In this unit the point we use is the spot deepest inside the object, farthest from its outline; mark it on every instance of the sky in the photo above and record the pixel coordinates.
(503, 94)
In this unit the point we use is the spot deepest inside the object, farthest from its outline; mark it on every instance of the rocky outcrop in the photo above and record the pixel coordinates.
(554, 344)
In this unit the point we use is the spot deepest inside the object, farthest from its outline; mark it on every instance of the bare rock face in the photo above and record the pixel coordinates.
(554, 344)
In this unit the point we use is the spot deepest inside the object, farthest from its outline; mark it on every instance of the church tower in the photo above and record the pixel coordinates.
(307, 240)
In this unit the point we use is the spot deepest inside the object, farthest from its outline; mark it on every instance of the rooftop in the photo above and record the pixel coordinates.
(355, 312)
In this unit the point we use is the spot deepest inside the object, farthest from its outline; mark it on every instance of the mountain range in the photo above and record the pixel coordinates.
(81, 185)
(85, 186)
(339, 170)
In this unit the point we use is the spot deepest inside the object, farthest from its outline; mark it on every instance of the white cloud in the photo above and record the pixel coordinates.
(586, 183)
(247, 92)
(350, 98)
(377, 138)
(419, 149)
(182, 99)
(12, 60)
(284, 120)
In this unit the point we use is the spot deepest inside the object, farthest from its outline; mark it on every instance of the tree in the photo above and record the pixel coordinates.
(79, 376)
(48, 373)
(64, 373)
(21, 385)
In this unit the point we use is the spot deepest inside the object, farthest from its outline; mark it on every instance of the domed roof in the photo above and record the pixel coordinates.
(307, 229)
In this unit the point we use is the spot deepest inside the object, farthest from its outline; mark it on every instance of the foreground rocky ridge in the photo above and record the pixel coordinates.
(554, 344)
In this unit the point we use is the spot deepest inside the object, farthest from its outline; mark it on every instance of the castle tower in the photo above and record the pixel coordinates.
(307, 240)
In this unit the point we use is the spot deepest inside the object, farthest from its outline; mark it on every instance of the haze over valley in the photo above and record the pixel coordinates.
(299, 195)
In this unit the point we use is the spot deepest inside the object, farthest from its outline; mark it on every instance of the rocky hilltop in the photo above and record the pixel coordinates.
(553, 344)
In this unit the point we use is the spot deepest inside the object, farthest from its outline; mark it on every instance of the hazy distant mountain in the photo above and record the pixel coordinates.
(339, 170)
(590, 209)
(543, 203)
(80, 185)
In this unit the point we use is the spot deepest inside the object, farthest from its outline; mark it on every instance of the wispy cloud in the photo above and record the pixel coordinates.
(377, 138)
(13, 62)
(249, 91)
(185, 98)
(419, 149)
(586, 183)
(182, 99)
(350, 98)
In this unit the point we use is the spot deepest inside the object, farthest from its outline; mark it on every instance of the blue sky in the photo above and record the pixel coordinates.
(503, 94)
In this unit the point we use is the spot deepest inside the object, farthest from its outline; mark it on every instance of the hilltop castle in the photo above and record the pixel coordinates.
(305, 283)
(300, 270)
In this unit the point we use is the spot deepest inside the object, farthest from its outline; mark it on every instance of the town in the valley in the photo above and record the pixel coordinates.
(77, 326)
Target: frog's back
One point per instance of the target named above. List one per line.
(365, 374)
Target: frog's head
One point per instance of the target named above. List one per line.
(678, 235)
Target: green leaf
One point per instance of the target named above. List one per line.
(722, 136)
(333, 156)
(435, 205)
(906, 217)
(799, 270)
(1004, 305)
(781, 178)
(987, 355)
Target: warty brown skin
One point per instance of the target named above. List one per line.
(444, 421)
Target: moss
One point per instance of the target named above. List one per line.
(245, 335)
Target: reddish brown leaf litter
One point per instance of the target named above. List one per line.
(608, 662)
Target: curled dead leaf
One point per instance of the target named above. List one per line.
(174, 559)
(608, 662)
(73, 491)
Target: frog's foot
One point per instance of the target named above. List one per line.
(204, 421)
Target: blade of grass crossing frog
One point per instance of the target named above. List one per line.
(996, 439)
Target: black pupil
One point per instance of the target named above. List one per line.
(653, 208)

TASK STATEMENT: Without leaving anything out, quote all the data.

RESULT OF THE TASK:
In this unit the point we use is the spot deepest inside the object, farthest from its outline; mark it on every instance of the sky in the photo above and record the pixel coordinates.
(503, 94)
In this unit the point we use is the spot deepest inside the object, farthest from its outline; mark it on every instance of the rocky outcrop in the photo above and record the pixel coordinates.
(554, 344)
In this unit the point we use is the spot deepest inside the object, farthest from its outline; mark it on every instance of the bare rock face in the photo above and record the pixel coordinates.
(554, 344)
In this unit the point we use is the spot deepest inside the object, farthest from its outline; mark it on every instance of the church tower in the photo above and record the pixel coordinates.
(307, 240)
In this unit the point we use is the spot deepest inside the object, farthest from its outline; mark it on every instance of the rooftop in the photo above and record the pixel coordinates.
(355, 312)
In this unit the point we use is the spot deepest inside the object, farthest from its outline; mark it on every instance of the mountain range in the photo above and record the pixel coordinates.
(81, 185)
(85, 186)
(339, 170)
In this unit the point we use is the spot deepest inside the object, farthest from its outline; mark it on every instance of the white cloud in the photo above and record the pixel coordinates.
(586, 183)
(247, 92)
(350, 98)
(377, 138)
(419, 149)
(182, 99)
(12, 60)
(284, 120)
In this unit the point we use is the spot deepest inside the object, farthest from its outline; mark it on every instance of the tree in the photo above and record the pixel coordinates.
(79, 376)
(48, 373)
(64, 373)
(21, 385)
In this unit the point we use is the spot deepest inside the object, farthest from its outline; mark it on every instance of the domed roof in the photo above and record the pixel coordinates.
(307, 229)
In this unit the point we use is the spot deepest inside the object, farthest from its outline; mark it on every instance of the foreground rocky ridge in the photo above and record the pixel coordinates.
(554, 344)
In this unit the point we use is the spot deepest inside the object, farthest from its outline; mark it on every instance of the castle tower in the photo above and record the pixel coordinates.
(307, 240)
In this unit the point we use is the spot deepest inside the object, farthest from its outline; mark it on every instance of the haze over valley in the photo above and record the pixel coordinates.
(299, 195)
In this unit the point we use is the spot deepest inside the object, farthest from its outline; mark it on every instance of the rocky hilltop in the photo above and record the pixel coordinates.
(553, 344)
In this unit the point we use is the spot deepest inside the object, farthest from its outline; mark it on every instance of the hazy distant mountain in the photo above and record the pixel coordinates.
(339, 170)
(590, 209)
(543, 203)
(80, 185)
In this unit the point we use is the spot deepest inside the object, farthest from its outline; mark it on every instance of the wispy cloud in the photo above and record the pixel coordinates.
(377, 138)
(13, 62)
(249, 91)
(185, 98)
(419, 149)
(586, 183)
(182, 99)
(350, 98)
In this unit the point we use is the spot deepest inside the object, farthest from its outline; mark it on every instance of the blue sky in the photo above and record the pixel coordinates.
(503, 94)
In this unit the point we use is the spot deepest inside the object, farthest from its outline; mark it on every instance of the hilltop castle in the photo above and record the pixel coordinates.
(305, 283)
(300, 270)
In this unit the point we use is the spot deepest inside the object, farthest from its outline; mark it on every instance of the town in the valley in the photo above and record the pixel coordinates.
(77, 326)
Target: frog's back
One point per instance of the target named above. List one per line.
(365, 374)
Target: frog's head
One point per instance of the target named above. List one per line.
(678, 235)
Target: green leaf
One point per instance of the target named above. List one per line.
(722, 136)
(333, 156)
(435, 205)
(906, 217)
(799, 270)
(1004, 305)
(781, 178)
(987, 355)
Target: warty brown skin
One point per instance of the target named above. List one per line.
(444, 421)
Target: moss
One point per instance of the target named above. List one per line.
(245, 335)
Target: reddish brown leaf litter
One point per instance of the target named above. List one per line.
(608, 662)
Target: curled dead leaf
One point per instance of the target named above. List one per line.
(174, 559)
(608, 662)
(73, 491)
Target: frog's foot
One point per instance of the target named above. List one per line.
(204, 421)
Target: blade of grass crossing frog
One point per instance of the target named above. List one per line.
(996, 439)
Target: black pupil
One point per instance of the target named above. List one per line.
(653, 208)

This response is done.